##### Listed entries #####
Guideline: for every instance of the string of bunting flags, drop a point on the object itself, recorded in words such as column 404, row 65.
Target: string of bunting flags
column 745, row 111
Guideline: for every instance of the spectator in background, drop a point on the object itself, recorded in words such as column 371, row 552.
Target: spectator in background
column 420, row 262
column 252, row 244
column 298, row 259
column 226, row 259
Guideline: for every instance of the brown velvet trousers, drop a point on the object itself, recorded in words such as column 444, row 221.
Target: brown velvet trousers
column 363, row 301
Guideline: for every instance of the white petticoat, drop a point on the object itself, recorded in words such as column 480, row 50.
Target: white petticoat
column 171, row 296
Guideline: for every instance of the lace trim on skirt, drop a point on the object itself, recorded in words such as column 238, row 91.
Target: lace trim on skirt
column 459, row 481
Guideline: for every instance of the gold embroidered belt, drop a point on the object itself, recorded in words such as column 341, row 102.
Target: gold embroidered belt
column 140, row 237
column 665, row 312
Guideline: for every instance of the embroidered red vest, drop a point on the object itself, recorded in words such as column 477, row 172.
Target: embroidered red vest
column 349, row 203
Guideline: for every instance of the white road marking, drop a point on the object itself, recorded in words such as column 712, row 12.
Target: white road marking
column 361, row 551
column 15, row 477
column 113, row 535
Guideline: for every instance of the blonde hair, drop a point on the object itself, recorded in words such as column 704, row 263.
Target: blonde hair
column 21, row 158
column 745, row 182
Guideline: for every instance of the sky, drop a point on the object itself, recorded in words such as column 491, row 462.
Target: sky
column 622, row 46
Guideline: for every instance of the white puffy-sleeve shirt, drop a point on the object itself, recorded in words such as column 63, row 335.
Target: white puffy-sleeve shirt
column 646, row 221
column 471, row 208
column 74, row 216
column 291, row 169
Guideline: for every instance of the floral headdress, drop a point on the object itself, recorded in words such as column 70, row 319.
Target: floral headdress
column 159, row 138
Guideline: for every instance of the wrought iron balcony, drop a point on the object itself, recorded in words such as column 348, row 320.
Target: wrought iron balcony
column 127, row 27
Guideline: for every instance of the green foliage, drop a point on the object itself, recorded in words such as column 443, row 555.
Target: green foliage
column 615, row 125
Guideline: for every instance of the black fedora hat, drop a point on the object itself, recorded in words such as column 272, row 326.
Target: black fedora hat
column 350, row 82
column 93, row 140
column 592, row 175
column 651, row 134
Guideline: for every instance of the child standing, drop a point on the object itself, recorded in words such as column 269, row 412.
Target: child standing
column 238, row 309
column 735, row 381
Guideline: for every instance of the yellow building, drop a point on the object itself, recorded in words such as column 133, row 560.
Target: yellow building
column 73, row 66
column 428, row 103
#####
##### Listed entries #####
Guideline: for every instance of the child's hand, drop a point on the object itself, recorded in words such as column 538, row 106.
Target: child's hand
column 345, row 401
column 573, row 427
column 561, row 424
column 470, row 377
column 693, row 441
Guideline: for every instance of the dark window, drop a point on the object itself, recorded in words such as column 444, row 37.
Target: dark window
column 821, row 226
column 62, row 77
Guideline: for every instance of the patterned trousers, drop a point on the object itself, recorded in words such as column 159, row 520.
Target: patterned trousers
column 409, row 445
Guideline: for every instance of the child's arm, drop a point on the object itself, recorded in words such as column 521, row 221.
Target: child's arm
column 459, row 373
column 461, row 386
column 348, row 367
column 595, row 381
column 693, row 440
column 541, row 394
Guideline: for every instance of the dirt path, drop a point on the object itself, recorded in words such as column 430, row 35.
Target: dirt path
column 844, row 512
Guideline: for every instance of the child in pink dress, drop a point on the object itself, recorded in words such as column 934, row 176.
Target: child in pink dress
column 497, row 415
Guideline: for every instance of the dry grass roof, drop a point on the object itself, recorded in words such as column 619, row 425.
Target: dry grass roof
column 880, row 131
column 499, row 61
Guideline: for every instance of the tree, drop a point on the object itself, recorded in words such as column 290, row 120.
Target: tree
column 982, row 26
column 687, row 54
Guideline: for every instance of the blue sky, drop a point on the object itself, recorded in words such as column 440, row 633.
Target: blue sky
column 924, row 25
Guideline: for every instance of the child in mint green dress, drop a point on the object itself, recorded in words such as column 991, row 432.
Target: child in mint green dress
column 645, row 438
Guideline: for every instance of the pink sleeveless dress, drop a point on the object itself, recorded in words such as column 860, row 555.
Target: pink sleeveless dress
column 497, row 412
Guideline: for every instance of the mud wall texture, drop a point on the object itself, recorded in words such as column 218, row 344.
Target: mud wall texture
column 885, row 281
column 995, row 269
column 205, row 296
#####
Reproduce word for word the stretch of material from the line containing "Guideline: for every instance of the string" through the line containing "column 459, row 481", with both of those lines included.

**Response below**
Guideline: for every instance of the string of bunting flags, drop a point on the object itself, recorded in words such as column 404, row 65.
Target: string of bunting flags
column 745, row 111
Guideline: for every instance of the spectator in background, drop a point on the object itself, recorded in words such as column 371, row 552.
Target: spectator in background
column 420, row 262
column 252, row 244
column 298, row 259
column 226, row 259
Guideline: for every instance of the brown velvet trousers, drop a point on the object itself, recorded in words such as column 444, row 221.
Target: brown velvet trousers
column 363, row 301
Guideline: for every instance of the white petticoat, drop a point on the object itself, recorded in words such as column 480, row 50.
Target: white petticoat
column 171, row 296
Guideline: for every instance of the lace trim on skirt, drop a point on the object itself, recorded in words such as column 238, row 91.
Target: lace trim on skirt
column 459, row 481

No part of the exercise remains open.